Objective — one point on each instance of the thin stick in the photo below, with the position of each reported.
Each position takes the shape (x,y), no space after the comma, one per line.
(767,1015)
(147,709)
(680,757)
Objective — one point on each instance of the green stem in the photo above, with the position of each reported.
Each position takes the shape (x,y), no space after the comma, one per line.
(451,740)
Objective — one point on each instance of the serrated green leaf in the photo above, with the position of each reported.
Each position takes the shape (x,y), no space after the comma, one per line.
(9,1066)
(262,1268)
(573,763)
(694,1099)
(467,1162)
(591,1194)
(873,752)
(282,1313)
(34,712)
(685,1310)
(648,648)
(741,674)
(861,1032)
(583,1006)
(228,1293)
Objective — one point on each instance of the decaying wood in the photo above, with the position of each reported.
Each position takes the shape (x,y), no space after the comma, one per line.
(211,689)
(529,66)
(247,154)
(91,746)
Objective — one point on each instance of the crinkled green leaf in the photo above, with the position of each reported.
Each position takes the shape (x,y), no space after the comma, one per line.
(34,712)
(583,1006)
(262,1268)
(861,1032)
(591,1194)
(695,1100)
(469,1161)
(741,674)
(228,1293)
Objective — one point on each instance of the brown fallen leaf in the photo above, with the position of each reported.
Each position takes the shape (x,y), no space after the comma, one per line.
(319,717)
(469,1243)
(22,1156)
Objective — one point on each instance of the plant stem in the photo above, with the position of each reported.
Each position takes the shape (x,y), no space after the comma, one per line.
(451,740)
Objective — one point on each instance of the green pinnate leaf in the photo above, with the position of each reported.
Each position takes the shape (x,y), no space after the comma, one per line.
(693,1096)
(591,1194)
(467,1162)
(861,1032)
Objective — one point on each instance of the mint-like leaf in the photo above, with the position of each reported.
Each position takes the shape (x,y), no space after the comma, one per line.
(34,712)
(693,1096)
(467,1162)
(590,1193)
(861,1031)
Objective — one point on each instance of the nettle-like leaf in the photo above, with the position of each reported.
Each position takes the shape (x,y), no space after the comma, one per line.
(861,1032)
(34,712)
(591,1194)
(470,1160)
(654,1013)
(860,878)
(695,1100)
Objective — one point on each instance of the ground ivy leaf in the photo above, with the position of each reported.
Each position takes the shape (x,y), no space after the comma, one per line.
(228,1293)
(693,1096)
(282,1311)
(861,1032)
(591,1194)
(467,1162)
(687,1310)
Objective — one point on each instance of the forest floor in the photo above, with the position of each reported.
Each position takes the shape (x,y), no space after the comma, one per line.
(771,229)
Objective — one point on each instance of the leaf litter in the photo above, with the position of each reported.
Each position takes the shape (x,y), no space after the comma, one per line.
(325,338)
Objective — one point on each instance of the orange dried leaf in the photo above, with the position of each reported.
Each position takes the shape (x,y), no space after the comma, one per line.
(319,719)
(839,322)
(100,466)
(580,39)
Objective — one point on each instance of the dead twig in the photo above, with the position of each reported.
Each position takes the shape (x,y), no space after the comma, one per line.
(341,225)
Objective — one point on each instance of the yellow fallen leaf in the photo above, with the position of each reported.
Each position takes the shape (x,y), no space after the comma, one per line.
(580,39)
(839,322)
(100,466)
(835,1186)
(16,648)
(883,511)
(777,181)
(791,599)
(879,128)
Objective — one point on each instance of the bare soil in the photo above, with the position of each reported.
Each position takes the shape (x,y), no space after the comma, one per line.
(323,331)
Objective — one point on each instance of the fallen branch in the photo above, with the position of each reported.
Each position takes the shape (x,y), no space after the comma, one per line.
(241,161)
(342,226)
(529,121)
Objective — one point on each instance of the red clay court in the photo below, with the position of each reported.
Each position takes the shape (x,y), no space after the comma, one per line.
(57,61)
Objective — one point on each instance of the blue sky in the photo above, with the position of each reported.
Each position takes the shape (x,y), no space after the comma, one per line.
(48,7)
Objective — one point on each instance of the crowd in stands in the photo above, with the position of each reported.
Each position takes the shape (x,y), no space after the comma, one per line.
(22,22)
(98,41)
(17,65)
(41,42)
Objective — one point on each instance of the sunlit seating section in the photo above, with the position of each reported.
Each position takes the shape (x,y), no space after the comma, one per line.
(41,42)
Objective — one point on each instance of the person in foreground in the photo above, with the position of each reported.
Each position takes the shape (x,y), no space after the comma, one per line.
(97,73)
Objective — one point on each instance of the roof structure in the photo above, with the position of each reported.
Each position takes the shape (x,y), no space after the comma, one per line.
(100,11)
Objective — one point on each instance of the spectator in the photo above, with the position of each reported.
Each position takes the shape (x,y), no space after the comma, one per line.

WORK REQUIRED: Set down every entry again, exactly as written.

EXPECTED OUTPUT:
Objective — one point on each instance of the thin stick in the photo below, with the position of each reported.
Each position takes the shape (x,y), no space after the comma, one per line.
(767,1015)
(147,709)
(680,757)
Objective — one point on each instance of the green stem in the photo above, with the position of each reported.
Each position takes the shape (x,y), no space after the comma, one per line.
(451,740)
Objective — one point on each instance of the serrated green leaf in the photo above, with the position of each reported.
Each position takes the shape (x,y), no space after the comma, one per line.
(9,1066)
(262,1268)
(573,763)
(694,1099)
(467,1162)
(591,1194)
(873,752)
(282,1313)
(34,712)
(685,1310)
(648,648)
(741,674)
(861,1032)
(583,1006)
(228,1293)
Objective — one point on each instance of the decaying wood in the photo above, with the position of each reported.
Each position takes the shape (x,y), no space after the comma, one per line.
(211,689)
(529,66)
(247,154)
(91,746)
Objective — one point on each instance of the crinkled green leaf in the photo above, with the position of each reported.
Each position takes the shape (x,y), no space after the comma, one per line.
(34,712)
(583,1006)
(262,1268)
(861,1032)
(591,1194)
(695,1100)
(469,1161)
(741,674)
(228,1293)
Objective — one point on each instance of the brown fallen leaf in the photo above, with the position of each reported.
Each position takes the shape (x,y), no space after the comma, one per line.
(319,717)
(469,1243)
(22,1156)
Objective — one point on each instance of the plant stem in the photo above, with the position of each reported.
Each position takes the shape (x,y), no space after the comma, one per line.
(451,740)
Objective — one point on each instance of the green pinnate leaf in the photo above, with the position of each reported.
Each position takes the shape (x,y), no space after the comma, one per line.
(693,1096)
(591,1194)
(467,1162)
(861,1032)
Objective — one point on each instance of the mint-like leaf in the photo above, with the position of each reported.
Each position takes the shape (x,y), no space after the comma, one per line.
(34,712)
(693,1096)
(467,1162)
(590,1193)
(861,1031)
Objective — one point on each instance of the nettle-like leaf in the photo above, with the position of each reported.
Each position takes the shape (x,y), no space after the comma, one per line.
(861,1032)
(34,712)
(591,1194)
(470,1160)
(654,1013)
(860,878)
(695,1100)
Objective — one point on each instance of the ground ivy leaf in the photo above, with the position of each reported.
Each position takes the shape (x,y), no space after the comma, one per line.
(228,1293)
(693,1096)
(282,1311)
(861,1032)
(591,1194)
(467,1162)
(687,1310)
Objective — one point on each instance of the forest floor in the photo above, with the position of each reported.
Each position takes the shape (x,y), no space after the comma, one per line.
(771,229)
Objective — one point on each instance of the leaf litter in the photo above, with the position of each reported.
Each position takes the shape (x,y), no space after the comma, one per line.
(325,338)
Objective — one point on each instance of the orange dried leaf in the photo above, with the position of each reported.
Each position takes the shape (x,y), no space after the comma, one per line.
(319,719)
(839,322)
(100,466)
(580,39)
Objective — one point on each instance of the dead twig in the photo above, with the position of each reported.
Each position takes the shape (x,y), no space after the comma, one per line.
(341,225)
Objective — one point on each instance of the yellow fallen leaf in the photo above, with the position of each reported.
Each position takes the shape (x,y), no space after the comma, one per line.
(580,39)
(839,322)
(100,466)
(835,1186)
(16,648)
(883,511)
(777,181)
(791,599)
(879,128)
Objective — one point on each instance of the bare soil in the photo above, with the position of each reported.
Each position takes the shape (x,y), no space after the comma, one per line.
(323,331)
Objective — one point on each instance of the fallen branch in the photo above, with the position of each reported.
Each position takes the shape (x,y), no space after the comma, one per line.
(241,161)
(342,226)
(529,121)
Objective — one point on each instance of the red clay court in the photo below, with the position of each reported.
Each position takes the shape (x,y), no space after the comma, one per line.
(57,61)
Objective — one point on each instance of the blue sky in the photo above, with the position of each reported.
Each position takes the shape (x,y), no space after the comma, one per line.
(48,7)
Objective — one point on each instance of the crowd in stands in the photo above, with the position of each reported.
Each position takes the shape (x,y), no space after the comma, one per line.
(22,22)
(98,41)
(17,65)
(41,42)
Objective — one point on each instance of the sunlit seating section in the photo above, with the position of each reported.
Each position takes the shape (x,y), no space after the comma, one per line.
(41,42)
Objective — one point on each instance of the person in foreground in the photo above, with the position of each reported.
Each position takes the shape (x,y), no space after the comma, one per line.
(97,73)
Objective — one point on each instance of the roof structure in the photo above, with the position of each reported.
Each position takes the shape (x,y), no space after the comma, one per line.
(100,11)
Objective — one point on each instance of the spectator in the photo above, with the position of each reported.
Each position takes the shape (x,y), no space after the comma, one per line.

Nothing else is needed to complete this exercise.